→ AIM: Reproduce all of the data below line for line, omitting the pictures.

(Point annotation entries for images)
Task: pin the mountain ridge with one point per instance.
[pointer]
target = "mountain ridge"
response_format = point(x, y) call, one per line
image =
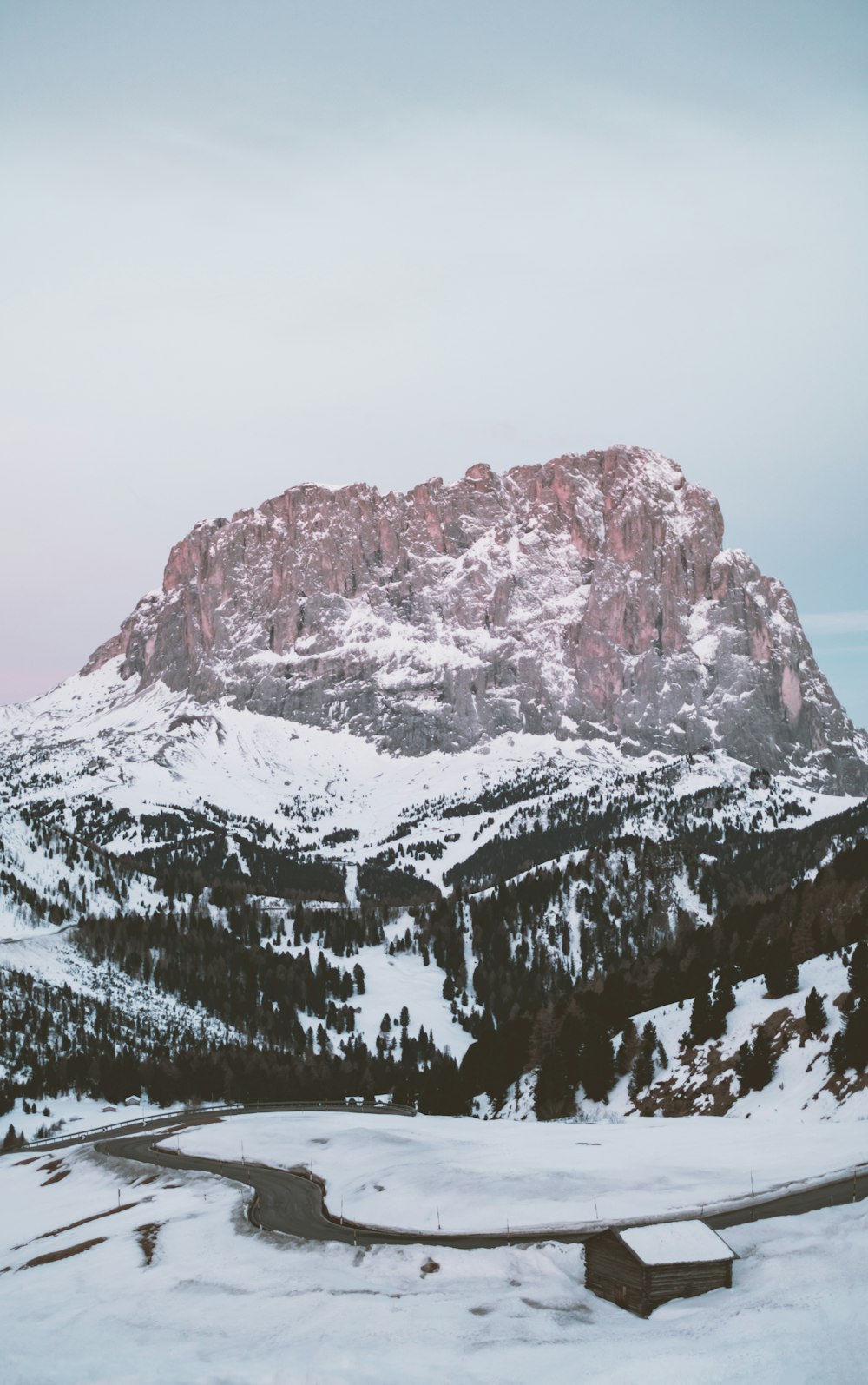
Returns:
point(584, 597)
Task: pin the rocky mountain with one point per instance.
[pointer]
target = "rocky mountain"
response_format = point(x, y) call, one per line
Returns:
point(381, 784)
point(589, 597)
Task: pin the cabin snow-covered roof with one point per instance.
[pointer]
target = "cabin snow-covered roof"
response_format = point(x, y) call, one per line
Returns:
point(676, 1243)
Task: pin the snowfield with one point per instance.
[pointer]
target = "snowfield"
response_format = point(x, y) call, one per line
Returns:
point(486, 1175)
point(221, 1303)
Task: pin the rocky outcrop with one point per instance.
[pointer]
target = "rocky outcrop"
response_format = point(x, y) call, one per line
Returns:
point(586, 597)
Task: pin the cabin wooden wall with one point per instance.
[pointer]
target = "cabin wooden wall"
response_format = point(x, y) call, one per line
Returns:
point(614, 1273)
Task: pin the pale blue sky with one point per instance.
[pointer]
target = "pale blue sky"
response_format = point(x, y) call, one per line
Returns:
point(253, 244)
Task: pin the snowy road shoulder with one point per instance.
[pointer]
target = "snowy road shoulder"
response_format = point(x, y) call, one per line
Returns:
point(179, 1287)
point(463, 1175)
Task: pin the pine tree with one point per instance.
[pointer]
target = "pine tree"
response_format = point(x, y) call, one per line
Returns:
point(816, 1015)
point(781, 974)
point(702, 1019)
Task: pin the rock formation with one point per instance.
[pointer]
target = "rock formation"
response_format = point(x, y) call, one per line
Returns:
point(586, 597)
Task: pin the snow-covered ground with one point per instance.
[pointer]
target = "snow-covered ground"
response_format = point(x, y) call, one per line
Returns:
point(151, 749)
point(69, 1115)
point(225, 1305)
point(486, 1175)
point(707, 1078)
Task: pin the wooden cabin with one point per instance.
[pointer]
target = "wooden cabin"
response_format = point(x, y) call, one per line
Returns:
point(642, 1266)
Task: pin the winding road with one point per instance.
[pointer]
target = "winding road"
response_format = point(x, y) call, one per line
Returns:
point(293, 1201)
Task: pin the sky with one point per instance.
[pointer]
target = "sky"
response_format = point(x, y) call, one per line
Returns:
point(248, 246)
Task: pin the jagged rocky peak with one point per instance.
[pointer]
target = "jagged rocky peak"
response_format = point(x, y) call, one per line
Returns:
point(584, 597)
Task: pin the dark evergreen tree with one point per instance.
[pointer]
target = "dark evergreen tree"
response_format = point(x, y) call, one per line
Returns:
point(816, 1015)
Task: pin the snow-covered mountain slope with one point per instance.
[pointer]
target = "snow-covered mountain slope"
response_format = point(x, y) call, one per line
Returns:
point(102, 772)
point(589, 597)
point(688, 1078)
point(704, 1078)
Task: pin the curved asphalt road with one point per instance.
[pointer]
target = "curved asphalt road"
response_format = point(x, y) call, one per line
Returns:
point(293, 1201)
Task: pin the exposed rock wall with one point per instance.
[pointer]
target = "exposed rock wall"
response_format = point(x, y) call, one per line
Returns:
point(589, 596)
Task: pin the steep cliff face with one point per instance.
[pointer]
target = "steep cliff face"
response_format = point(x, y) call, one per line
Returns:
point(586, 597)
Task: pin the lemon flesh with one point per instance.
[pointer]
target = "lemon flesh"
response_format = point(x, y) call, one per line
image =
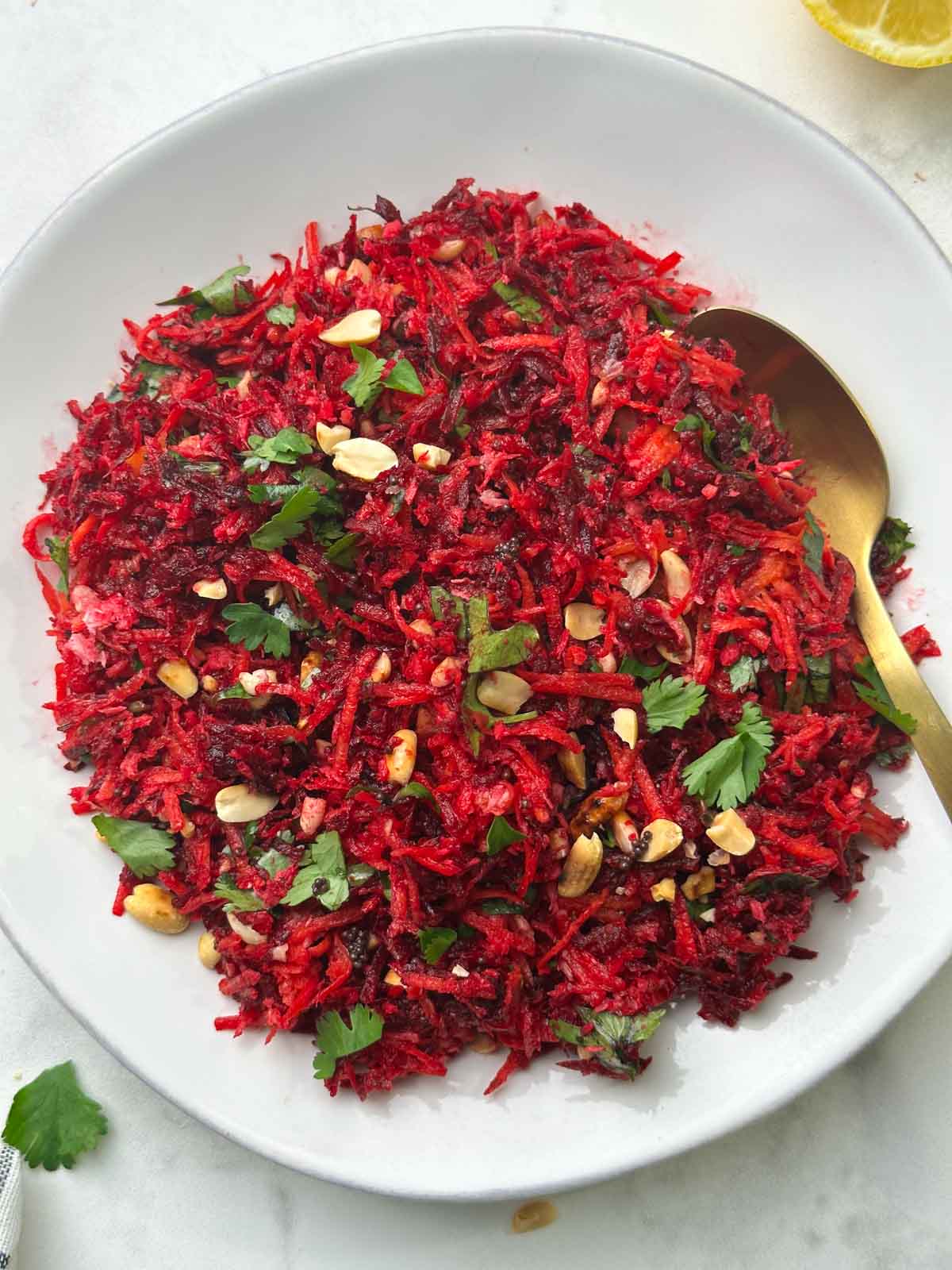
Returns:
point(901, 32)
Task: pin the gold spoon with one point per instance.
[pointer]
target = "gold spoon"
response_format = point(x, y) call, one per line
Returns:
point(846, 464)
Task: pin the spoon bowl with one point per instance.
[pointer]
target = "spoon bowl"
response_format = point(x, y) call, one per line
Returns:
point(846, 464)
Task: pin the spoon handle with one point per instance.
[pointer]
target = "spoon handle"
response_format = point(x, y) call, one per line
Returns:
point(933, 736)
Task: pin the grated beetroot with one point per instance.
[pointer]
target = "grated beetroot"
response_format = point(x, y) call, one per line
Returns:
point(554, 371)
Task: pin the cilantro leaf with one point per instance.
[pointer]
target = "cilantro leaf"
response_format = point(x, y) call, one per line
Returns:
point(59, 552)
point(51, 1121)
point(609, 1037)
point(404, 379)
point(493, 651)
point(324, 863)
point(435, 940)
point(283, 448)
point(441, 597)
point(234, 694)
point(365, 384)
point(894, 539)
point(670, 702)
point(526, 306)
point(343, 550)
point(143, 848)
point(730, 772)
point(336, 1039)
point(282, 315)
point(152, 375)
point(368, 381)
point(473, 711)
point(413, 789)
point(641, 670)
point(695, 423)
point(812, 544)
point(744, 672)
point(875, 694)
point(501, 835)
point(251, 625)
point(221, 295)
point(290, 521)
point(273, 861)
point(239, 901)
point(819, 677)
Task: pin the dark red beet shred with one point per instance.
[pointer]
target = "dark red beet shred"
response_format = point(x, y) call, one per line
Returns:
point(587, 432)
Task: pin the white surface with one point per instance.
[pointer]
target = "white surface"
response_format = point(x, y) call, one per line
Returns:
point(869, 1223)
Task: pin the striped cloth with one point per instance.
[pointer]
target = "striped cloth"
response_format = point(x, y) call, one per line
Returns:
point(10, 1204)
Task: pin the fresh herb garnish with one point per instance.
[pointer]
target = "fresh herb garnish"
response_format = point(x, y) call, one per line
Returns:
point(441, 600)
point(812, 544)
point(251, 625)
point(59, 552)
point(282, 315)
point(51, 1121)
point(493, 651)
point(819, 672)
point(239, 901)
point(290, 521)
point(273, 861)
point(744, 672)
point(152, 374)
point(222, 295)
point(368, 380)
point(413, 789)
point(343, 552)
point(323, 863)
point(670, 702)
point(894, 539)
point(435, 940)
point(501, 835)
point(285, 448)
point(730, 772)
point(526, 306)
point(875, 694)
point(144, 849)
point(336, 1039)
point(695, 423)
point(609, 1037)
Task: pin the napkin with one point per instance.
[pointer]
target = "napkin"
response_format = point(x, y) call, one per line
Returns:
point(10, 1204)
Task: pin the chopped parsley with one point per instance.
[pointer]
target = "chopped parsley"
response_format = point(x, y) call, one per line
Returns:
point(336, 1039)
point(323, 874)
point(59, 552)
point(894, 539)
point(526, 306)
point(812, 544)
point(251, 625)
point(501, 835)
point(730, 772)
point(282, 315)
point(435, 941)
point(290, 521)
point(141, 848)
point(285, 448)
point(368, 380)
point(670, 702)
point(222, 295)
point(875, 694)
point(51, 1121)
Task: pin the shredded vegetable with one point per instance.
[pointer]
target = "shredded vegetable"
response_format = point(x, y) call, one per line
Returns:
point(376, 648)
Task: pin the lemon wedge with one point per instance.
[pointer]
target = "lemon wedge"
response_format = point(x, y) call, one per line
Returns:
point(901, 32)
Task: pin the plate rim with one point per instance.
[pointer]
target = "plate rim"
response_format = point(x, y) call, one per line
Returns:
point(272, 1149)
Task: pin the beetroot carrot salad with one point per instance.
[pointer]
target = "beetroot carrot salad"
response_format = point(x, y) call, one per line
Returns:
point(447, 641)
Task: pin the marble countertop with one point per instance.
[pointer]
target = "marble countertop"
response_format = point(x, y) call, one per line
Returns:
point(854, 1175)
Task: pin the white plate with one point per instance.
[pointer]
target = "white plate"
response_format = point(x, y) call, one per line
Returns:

→ EXERCISE SOLUTION:
Task: pin the mountain ridge with one point per instance.
[pointer]
target = "mountain ridge"
response_format = point(x, y) call, one per line
image =
Returns:
point(584, 597)
Task: pin the rocky mountain with one point per instance.
[pointer]
target = "rocky mountain"
response_format = point(x, y) call, one per line
Returns:
point(381, 784)
point(589, 597)
Task: pin the cabin snow-covered roof with one point per instance.
[pointer]
target = "cabin snow-covered roof"
response_format = point(x, y) call, one per line
Returns:
point(676, 1243)
Task: pin the snowfield with one point per instance.
[pointer]
target = "snowfield"
response_format = point(x, y) call, one per line
Returns:
point(486, 1175)
point(221, 1303)
Task: pin the rocky outcrop with one point per instance.
[pointer]
target = "rocky outcrop"
response_format = point(x, y) call, one per line
Returns:
point(586, 597)
Task: pin the cabin wooden wall with one point per instance.
[pointer]
target = "cabin wooden wall"
response_format = point(x, y) call, one per line
Returns:
point(614, 1273)
Task: pin the pale blue sky with one point per instance.
[pointer]
target = "pale blue sky"
response_format = point(x, y) call, one per line
Returns:
point(253, 244)
Task: pin the snowy road shoulder with one point per instance.
[pointer]
target = "snowy road shoulder"
response_format = point(x, y) call, one per line
Returns:
point(179, 1287)
point(463, 1175)
Task: pin the pine tree with one point per instance.
[pointer]
target = "pine tree"
response_format = point(x, y) call, one per line
Returns:
point(816, 1015)
point(781, 974)
point(702, 1019)
Task: pin the rock formation with one point per instance.
[pointer]
target = "rock formation"
response_format = point(x, y) call, one per line
Returns:
point(586, 597)
Task: pin the snow-covered ground with one point per instance.
[pointer]
target = "snow-covered ground"
response_format = point(x, y) call, one per line
Returns:
point(151, 749)
point(69, 1115)
point(225, 1305)
point(486, 1175)
point(707, 1078)
Task: pin the wooden cabin with one point per instance.
[pointer]
target = "wooden cabin"
response_format = point(x, y) call, one per line
Returns:
point(642, 1266)
Task: pin the winding road with one point per instance.
[pointer]
target = "winding road"
response_format = point(x, y) call, one per line
Returns:
point(293, 1201)
Task: pin the sky with one point per instance.
[pointer]
target = "sky"
response_format = point(x, y) call, one per line
Returns:
point(248, 246)
Task: pin the jagged rocky peak with one point per instance.
[pointer]
target = "jagged rocky peak"
response_format = point(x, y) call, one per line
Returns:
point(584, 597)
Task: pin the dark evergreen tree with one point per instance.
[pointer]
target = "dark evergreen tree"
response_format = point(x, y) call, one per line
Returns:
point(816, 1015)
Task: pin the snow-covered mountain slope with one point per instance.
[pointer]
target = "snow-covered mountain slope"
response_format = point(x, y) call, one per line
Returns:
point(102, 772)
point(589, 597)
point(688, 1078)
point(704, 1078)
Task: pin the curved asphalt road with one point per instance.
[pointer]
target = "curved asphalt road"
response_format = point(x, y) call, one per line
Returns:
point(293, 1201)
Task: pin the exposed rock wall with one point per instance.
[pointer]
target = "exposed rock wall"
response_format = point(x, y) call, one per line
Returns:
point(589, 596)
Task: pin the steep cliff face with one point per instance.
[pointer]
target = "steep cliff face"
response_format = point(x, y) call, one per line
Returns:
point(586, 597)
Task: pin the lemon flesh with one point per instance.
[pointer]
target = "lemon flesh"
response_format = point(x, y) call, one per line
image =
Returns:
point(901, 32)
Task: pin the gold spoon with one point per instance.
[pointer]
target = "gold spoon"
response_format = point(x, y) call, one per line
Returns:
point(846, 464)
Task: pin the spoon bowl with one point per instance.
[pointer]
target = "spoon bowl"
response_format = point(x, y) call, one per line
Returns:
point(846, 464)
Task: pin the spoon handle with one point per instance.
[pointer]
target = "spoon handle"
response_format = point(x, y) call, one per line
Returns:
point(933, 736)
Task: pin the grated beetroot with one point per instance.
[pointer]
target = "grated beetroot"
response_format = point(x, y) call, one per line
Returns:
point(554, 371)
Task: pin the cilantro leaf with one point per instance.
[pointer]
target = "cilantro leaf"
response_format = point(x, y) call, one per line
Returns:
point(59, 552)
point(51, 1121)
point(609, 1037)
point(404, 379)
point(493, 651)
point(324, 863)
point(435, 940)
point(283, 448)
point(441, 597)
point(234, 694)
point(365, 384)
point(894, 539)
point(670, 702)
point(526, 306)
point(343, 550)
point(143, 848)
point(730, 772)
point(336, 1039)
point(282, 315)
point(152, 375)
point(368, 381)
point(473, 711)
point(413, 789)
point(641, 670)
point(695, 423)
point(812, 544)
point(744, 672)
point(875, 694)
point(501, 835)
point(251, 625)
point(221, 295)
point(290, 521)
point(273, 861)
point(239, 901)
point(819, 677)
Task: pin the dark red beet shred with one point per instance.
[pointer]
target = "dark red beet shred"
response_format = point(x, y) call, one per line
Returns:
point(587, 432)
Task: pin the white surface with one point per instance.
[pointer]
target = "white surface"
response_format = point(x, y) call, one per line
Returns:
point(869, 1223)
Task: pin the striped cloth with one point per instance.
[pointer]
target = "striped cloth"
response_format = point(x, y) call, one per line
Returns:
point(10, 1204)
Task: pin the fresh herb garnish with one point per instance.
[pointer]
target = "fresh herb garnish"
response_format = point(x, y) call, one per line
Returns:
point(441, 600)
point(812, 544)
point(251, 625)
point(59, 552)
point(282, 315)
point(51, 1121)
point(493, 651)
point(819, 672)
point(239, 901)
point(290, 521)
point(273, 861)
point(744, 672)
point(152, 374)
point(222, 295)
point(368, 380)
point(413, 789)
point(343, 552)
point(323, 863)
point(670, 702)
point(894, 539)
point(435, 940)
point(501, 835)
point(285, 448)
point(730, 772)
point(526, 306)
point(875, 694)
point(144, 849)
point(336, 1039)
point(695, 423)
point(609, 1037)
Task: pin the napkin with one point per instance.
[pointer]
target = "napkin"
response_format = point(x, y) call, one per line
Returns:
point(10, 1204)
Task: pin the chopped parsley with one point per instance.
[pointer]
target = "chopped parsley"
response_format = point(x, y) call, one per line
Returns:
point(336, 1039)
point(323, 874)
point(59, 552)
point(894, 539)
point(526, 306)
point(812, 544)
point(251, 625)
point(501, 835)
point(730, 772)
point(282, 315)
point(435, 941)
point(290, 521)
point(141, 848)
point(285, 448)
point(368, 380)
point(670, 702)
point(222, 295)
point(875, 694)
point(51, 1121)
Task: pin the shredded vegetable with one point per instance.
[pointer]
target = "shredded vegetable"
response_format = point(x, y) call, one per line
Returns:
point(376, 648)
Task: pin the lemon wedge with one point per instance.
[pointer]
target = "lemon wedge"
response_format = point(x, y) call, one per line
Returns:
point(901, 32)
Task: pin the plate rim with one point per instance.
[pointer]
target = "plate rim"
response_format = point(x, y) call, one per line
Returns:
point(272, 1149)
Task: pin the beetroot carrot salad with one point per instance.
[pointer]
target = "beetroot carrot salad"
response_format = point(x, y) call, one per line
Returns:
point(447, 641)
Task: pin the marble countertop with one point per instance.
[pointer]
target = "marble countertop"
response_format = point(x, y) call, one per line
Returns:
point(854, 1175)
Task: pin the white plate with one point per instance.
[pointer]
target = "white plate"
response_format = point(x, y) call, one per line
Returns:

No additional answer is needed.